Exercise brief: Without the pictures, write out all the lines below exactly as they appear.

(Stored records)
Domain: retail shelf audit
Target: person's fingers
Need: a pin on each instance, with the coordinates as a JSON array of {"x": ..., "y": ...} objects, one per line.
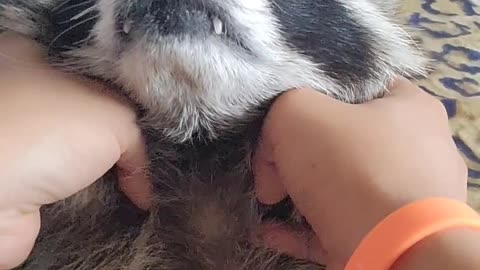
[
  {"x": 17, "y": 237},
  {"x": 268, "y": 187}
]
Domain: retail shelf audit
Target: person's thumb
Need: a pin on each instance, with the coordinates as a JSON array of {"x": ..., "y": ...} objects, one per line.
[
  {"x": 285, "y": 124},
  {"x": 18, "y": 233}
]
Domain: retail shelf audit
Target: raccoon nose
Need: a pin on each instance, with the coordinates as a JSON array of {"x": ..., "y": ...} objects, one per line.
[{"x": 173, "y": 18}]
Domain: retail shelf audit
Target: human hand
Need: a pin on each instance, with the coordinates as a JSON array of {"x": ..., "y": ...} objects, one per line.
[
  {"x": 58, "y": 135},
  {"x": 348, "y": 166}
]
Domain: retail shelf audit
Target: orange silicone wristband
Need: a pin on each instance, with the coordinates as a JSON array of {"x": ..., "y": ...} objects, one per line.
[{"x": 407, "y": 226}]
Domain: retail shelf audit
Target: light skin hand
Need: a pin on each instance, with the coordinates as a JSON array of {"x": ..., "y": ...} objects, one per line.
[
  {"x": 348, "y": 166},
  {"x": 59, "y": 135}
]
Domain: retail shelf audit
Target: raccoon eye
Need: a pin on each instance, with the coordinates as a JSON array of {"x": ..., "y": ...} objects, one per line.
[
  {"x": 218, "y": 25},
  {"x": 127, "y": 26}
]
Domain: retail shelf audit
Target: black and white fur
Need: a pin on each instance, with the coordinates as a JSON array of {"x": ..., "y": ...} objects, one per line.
[{"x": 203, "y": 73}]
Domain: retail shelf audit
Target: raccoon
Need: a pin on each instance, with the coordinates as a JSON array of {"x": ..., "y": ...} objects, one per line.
[{"x": 202, "y": 74}]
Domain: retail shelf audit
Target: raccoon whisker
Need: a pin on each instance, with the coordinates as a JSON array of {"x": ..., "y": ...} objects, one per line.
[
  {"x": 69, "y": 29},
  {"x": 74, "y": 6},
  {"x": 83, "y": 13},
  {"x": 60, "y": 5}
]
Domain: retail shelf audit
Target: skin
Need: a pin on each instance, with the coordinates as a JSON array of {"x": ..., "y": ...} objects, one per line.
[
  {"x": 359, "y": 166},
  {"x": 53, "y": 122},
  {"x": 59, "y": 134}
]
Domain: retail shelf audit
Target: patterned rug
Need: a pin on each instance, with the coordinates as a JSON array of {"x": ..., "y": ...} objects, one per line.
[{"x": 450, "y": 31}]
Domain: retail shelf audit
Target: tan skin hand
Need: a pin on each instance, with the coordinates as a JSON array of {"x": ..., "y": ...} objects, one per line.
[
  {"x": 348, "y": 166},
  {"x": 58, "y": 135}
]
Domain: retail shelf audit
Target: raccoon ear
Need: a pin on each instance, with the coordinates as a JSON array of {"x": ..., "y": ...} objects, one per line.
[{"x": 25, "y": 17}]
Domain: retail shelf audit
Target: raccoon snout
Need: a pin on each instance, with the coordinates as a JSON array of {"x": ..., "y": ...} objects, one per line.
[{"x": 172, "y": 18}]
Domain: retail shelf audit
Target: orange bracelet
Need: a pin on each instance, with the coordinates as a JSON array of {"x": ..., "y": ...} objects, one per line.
[{"x": 407, "y": 226}]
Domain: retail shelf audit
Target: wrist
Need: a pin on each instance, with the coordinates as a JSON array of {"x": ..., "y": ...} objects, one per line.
[
  {"x": 451, "y": 249},
  {"x": 18, "y": 231}
]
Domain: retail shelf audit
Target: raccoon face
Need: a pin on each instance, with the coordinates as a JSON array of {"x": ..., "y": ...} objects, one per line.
[{"x": 203, "y": 66}]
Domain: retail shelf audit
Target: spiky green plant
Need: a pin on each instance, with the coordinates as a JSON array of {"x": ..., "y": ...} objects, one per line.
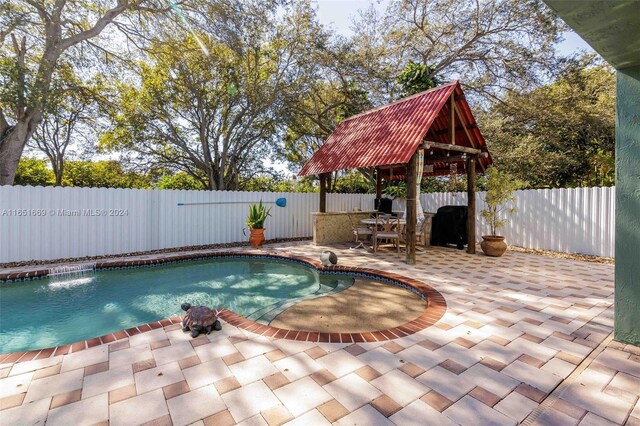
[{"x": 257, "y": 215}]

Solved exercise:
Domain: retail shelf audit
Target: person's fingers
Need: a pin on each instance, with the coordinates as a JSON array of {"x": ..., "y": ...} objects, one per line.
[
  {"x": 17, "y": 237},
  {"x": 268, "y": 187}
]
Domain: retail shelf audit
Target: person's thumb
Need: a pin on each instance, with the coordinates as a JSON array of {"x": ..., "y": ...} objects, one per line.
[
  {"x": 285, "y": 124},
  {"x": 18, "y": 233}
]
Domain: retail shelf audit
Target: raccoon nose
Need: a pin on each instance, with the coordinates as a JSON array of {"x": ..., "y": ...} objects, one per line.
[{"x": 173, "y": 18}]
Domain: retail shelf audit
Target: human hand
Need: a pin on each instance, with the coordinates as a JSON array of {"x": ..., "y": ...} objects, one per line.
[
  {"x": 58, "y": 135},
  {"x": 348, "y": 166}
]
Domain: retail shelf audit
Target: orange silicone wristband
Need: a pin on each instance, with the coordinates as a JSON array of {"x": ..., "y": ...} objects, one per line.
[{"x": 407, "y": 226}]
Domain: retail shelf audit
Target: light skin hand
Need: a pin on each instance, with the coordinates as a JSON array of {"x": ..., "y": ...} objects, one per line.
[
  {"x": 348, "y": 166},
  {"x": 59, "y": 135}
]
Domain: retail shelf audit
Target: raccoon eye
Need: a pin on each instance, with the coordinates as a JSON array of {"x": ..., "y": ...} objects, one per line.
[
  {"x": 218, "y": 25},
  {"x": 127, "y": 26}
]
Domain: retail shelf audit
Target: black and white fur
Need: a pin on each instance, with the coordinates as a JSON array of {"x": ..., "y": ...} objects, one per line.
[{"x": 203, "y": 73}]
Domain: retail shelf audit
Target: raccoon
Need: a pin on each instance, with the coordinates as a JSON array of {"x": ..., "y": ...} objects, one per line.
[{"x": 202, "y": 74}]
Domain: retail shelf audit
Target: raccoon whisker
Need: a pin on each instance, with the coordinates as a JSON array of {"x": ..., "y": ...} objects, one per line.
[
  {"x": 69, "y": 29},
  {"x": 74, "y": 6},
  {"x": 83, "y": 13},
  {"x": 60, "y": 5}
]
Domain: retail shelf audit
Target: skin
Need: a pin on each instance, with the coordinates as a JSON array of {"x": ..., "y": ...} objects, one per line.
[
  {"x": 359, "y": 166},
  {"x": 53, "y": 122},
  {"x": 59, "y": 134}
]
Domain: retail shelf audit
Target: patterned rug
Need: a pin on each instance, with the coordinates as a JSON array of {"x": ..., "y": ...} objects, one per line.
[{"x": 450, "y": 31}]
Domain: retail shelf audit
Target: tan skin hand
Need: a pin on each instance, with the coordinates as a JSON array of {"x": ..., "y": ...} objects, one per line.
[
  {"x": 348, "y": 166},
  {"x": 58, "y": 135}
]
Domain: retail shelf audit
Target: raccoon ear
Need: a pin on each instance, with the coordinates as a JSON array of {"x": ..., "y": ...} objects, one per line.
[{"x": 25, "y": 17}]
Domain: retail shelf audit
Target: raccoon snout
Need: a pin on each instance, with the coordinates as a JSON array of {"x": ..., "y": ...} objects, one per line.
[{"x": 172, "y": 18}]
Domain: retail shelf audit
Target: orange bracelet
Need: a pin on each instance, with the coordinates as a JSON array of {"x": ..., "y": ...} objects, one per line.
[{"x": 407, "y": 226}]
Domain: retail shelf audit
Target: wrist
Need: a pin on each instance, with the coordinates as a JSON array of {"x": ..., "y": ...} objects, one per line.
[
  {"x": 451, "y": 249},
  {"x": 18, "y": 231}
]
Domain: retail shelf audit
Target: raccoon face
Need: a pin on each instance, with the coordinates as a JSON array of {"x": ..., "y": ...} objects, one per line.
[{"x": 203, "y": 66}]
Domain: retail shelf audit
Target: spiky green plant
Need: a pin on each instance, with the coordinates as a JSON array of {"x": ..., "y": ...} objects, one per line.
[{"x": 257, "y": 215}]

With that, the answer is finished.